Records from a dataset
>>>>>

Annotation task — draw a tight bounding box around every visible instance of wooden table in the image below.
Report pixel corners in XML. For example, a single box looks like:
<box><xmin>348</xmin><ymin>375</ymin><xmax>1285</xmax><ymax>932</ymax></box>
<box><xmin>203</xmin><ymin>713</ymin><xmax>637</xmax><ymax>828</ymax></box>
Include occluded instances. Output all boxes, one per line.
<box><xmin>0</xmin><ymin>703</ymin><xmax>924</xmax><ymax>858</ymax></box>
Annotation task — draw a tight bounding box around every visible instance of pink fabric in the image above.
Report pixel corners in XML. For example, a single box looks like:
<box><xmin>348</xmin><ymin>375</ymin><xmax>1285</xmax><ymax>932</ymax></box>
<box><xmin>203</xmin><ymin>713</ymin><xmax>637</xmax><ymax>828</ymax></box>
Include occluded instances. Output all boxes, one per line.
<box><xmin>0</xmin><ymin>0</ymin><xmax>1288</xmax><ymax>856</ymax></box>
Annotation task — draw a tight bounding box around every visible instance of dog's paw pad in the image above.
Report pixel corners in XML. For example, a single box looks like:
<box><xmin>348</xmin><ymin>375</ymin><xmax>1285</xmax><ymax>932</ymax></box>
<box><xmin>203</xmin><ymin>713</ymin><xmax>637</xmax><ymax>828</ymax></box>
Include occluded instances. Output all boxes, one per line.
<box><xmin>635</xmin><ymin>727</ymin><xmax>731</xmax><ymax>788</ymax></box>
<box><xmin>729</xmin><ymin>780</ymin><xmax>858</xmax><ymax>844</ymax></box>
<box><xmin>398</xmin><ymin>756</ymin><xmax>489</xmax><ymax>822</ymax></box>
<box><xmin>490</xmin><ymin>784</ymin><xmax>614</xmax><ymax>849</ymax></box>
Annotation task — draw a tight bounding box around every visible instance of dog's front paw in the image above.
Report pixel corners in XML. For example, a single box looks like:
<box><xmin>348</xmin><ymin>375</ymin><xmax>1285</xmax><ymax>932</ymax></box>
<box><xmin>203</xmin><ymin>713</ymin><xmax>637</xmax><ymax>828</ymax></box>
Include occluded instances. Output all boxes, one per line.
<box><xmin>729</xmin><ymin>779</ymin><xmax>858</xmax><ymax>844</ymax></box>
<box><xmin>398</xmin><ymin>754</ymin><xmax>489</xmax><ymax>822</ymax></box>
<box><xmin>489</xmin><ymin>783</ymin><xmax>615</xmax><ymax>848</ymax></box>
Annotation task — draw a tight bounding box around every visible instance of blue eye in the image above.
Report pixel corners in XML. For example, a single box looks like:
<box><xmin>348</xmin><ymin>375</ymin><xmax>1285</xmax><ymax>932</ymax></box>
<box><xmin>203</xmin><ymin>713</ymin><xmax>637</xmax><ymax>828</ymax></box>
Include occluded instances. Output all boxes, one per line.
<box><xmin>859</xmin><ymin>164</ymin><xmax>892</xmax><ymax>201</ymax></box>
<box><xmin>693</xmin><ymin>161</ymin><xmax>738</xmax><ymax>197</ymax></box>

<<<<<

> **THE TASK**: Copy out every one of the items above word for word.

> **REPLY**:
Annotation task — draw a tight bounding box around every visible instance of wooden table in the image below.
Report pixel corners in XML. For example, a single box looks like:
<box><xmin>348</xmin><ymin>375</ymin><xmax>1285</xmax><ymax>932</ymax></box>
<box><xmin>203</xmin><ymin>713</ymin><xmax>637</xmax><ymax>828</ymax></box>
Include occluded instances. Output all boxes, one per line.
<box><xmin>0</xmin><ymin>703</ymin><xmax>924</xmax><ymax>858</ymax></box>
Annotation task — draw a tight bounding box around every visible instance of pink fabric in the image above.
Report pixel corners in XML. For example, a single box looks like:
<box><xmin>348</xmin><ymin>375</ymin><xmax>1285</xmax><ymax>932</ymax></box>
<box><xmin>203</xmin><ymin>713</ymin><xmax>637</xmax><ymax>828</ymax></box>
Include occluded instances. Output all boxes, one per line.
<box><xmin>0</xmin><ymin>0</ymin><xmax>1288</xmax><ymax>856</ymax></box>
Annotation task — draw a tight bounding box around every visible instance of dog's paw pad in the image above.
Report pixel corners in XML. For example, a single box looks like:
<box><xmin>348</xmin><ymin>375</ymin><xmax>1285</xmax><ymax>932</ymax></box>
<box><xmin>203</xmin><ymin>713</ymin><xmax>637</xmax><ymax>828</ymax></box>
Include occluded instances. Output all boxes, one per line.
<box><xmin>635</xmin><ymin>727</ymin><xmax>731</xmax><ymax>788</ymax></box>
<box><xmin>729</xmin><ymin>780</ymin><xmax>858</xmax><ymax>844</ymax></box>
<box><xmin>398</xmin><ymin>756</ymin><xmax>489</xmax><ymax>822</ymax></box>
<box><xmin>490</xmin><ymin>784</ymin><xmax>614</xmax><ymax>849</ymax></box>
Annotation task — draw a tight bounding box around every visible instance of dog's front paw in the image above.
Report pixel corners in XML. For example, a single box looks like:
<box><xmin>348</xmin><ymin>375</ymin><xmax>1285</xmax><ymax>932</ymax></box>
<box><xmin>203</xmin><ymin>713</ymin><xmax>637</xmax><ymax>828</ymax></box>
Include occluded instances. Output all boxes, one per line.
<box><xmin>729</xmin><ymin>779</ymin><xmax>858</xmax><ymax>844</ymax></box>
<box><xmin>398</xmin><ymin>754</ymin><xmax>489</xmax><ymax>822</ymax></box>
<box><xmin>489</xmin><ymin>783</ymin><xmax>615</xmax><ymax>848</ymax></box>
Annotation task — draw a tight bounding box around every visible instance of blue eye in the image above.
Report pixel corners in XML. For example, a single box looks like:
<box><xmin>348</xmin><ymin>375</ymin><xmax>1285</xmax><ymax>932</ymax></box>
<box><xmin>203</xmin><ymin>713</ymin><xmax>637</xmax><ymax>828</ymax></box>
Include occluded instances. Output all boxes, one per line.
<box><xmin>859</xmin><ymin>164</ymin><xmax>892</xmax><ymax>201</ymax></box>
<box><xmin>693</xmin><ymin>161</ymin><xmax>738</xmax><ymax>197</ymax></box>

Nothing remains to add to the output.